— BEGIN —
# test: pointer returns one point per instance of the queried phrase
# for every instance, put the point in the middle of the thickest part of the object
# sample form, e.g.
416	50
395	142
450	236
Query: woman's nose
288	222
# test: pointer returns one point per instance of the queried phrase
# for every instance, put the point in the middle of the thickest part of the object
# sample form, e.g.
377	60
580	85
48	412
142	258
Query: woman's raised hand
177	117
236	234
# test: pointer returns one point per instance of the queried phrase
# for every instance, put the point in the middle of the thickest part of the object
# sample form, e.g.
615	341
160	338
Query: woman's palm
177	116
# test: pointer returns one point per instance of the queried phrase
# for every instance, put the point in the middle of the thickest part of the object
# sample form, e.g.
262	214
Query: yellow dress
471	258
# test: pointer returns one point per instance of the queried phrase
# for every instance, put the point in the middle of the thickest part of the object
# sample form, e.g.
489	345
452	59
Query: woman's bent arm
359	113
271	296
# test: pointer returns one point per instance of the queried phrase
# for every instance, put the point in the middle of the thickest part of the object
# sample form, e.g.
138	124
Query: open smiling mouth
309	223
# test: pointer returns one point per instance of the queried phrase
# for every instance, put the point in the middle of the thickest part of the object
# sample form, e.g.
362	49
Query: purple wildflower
— END —
YOUR TASK: Every line of the data above should be reproduced word for word.

REPLY:
# test: pointer returns one point per instance of the queried phrase
# for every instance, put the point in the middle of the thickest part of the object
# sample form, e.g.
416	50
395	142
450	236
Query: woman's nose
288	222
# test: pointer returns one point per instance of the queried phrase
# for every instance, put the point in the middle of the thickest part of the object
# sample form, e.g.
377	60
580	85
48	412
142	258
Query: woman's raised hand
177	117
236	234
# test: pointer returns one point per instance of the queried phrase
# for every instance, put the point in the middle of the thickest part of the object
# sample form, e.g.
615	341
160	338
Query: woman's palm
177	116
# test: pointer returns one point per instance of the queried phrase
# for every instance, put the point in the middle of the thickest part of the object
# sample form, e.g.
262	214
Query: yellow dress
471	258
# test: pointer returns one point per instance of the queried phrase
# for every instance, put the point in the middle of the thickest part of the object
# sample form, e.g.
489	345
452	59
Query: woman's bent arm
359	113
271	296
# test: pointer returns one point per instance of the queried phrase
# for every instance, put the point in the middle of the thickest part of the object
# sample form, e.g.
138	124
Query: open smiling mouth
309	223
# test: pointer returns one point per instance of the queried phrase
# for every instance, put the point in the middle of the thickest part of the object
# sample form, e.g.
362	49
Query: purple wildflower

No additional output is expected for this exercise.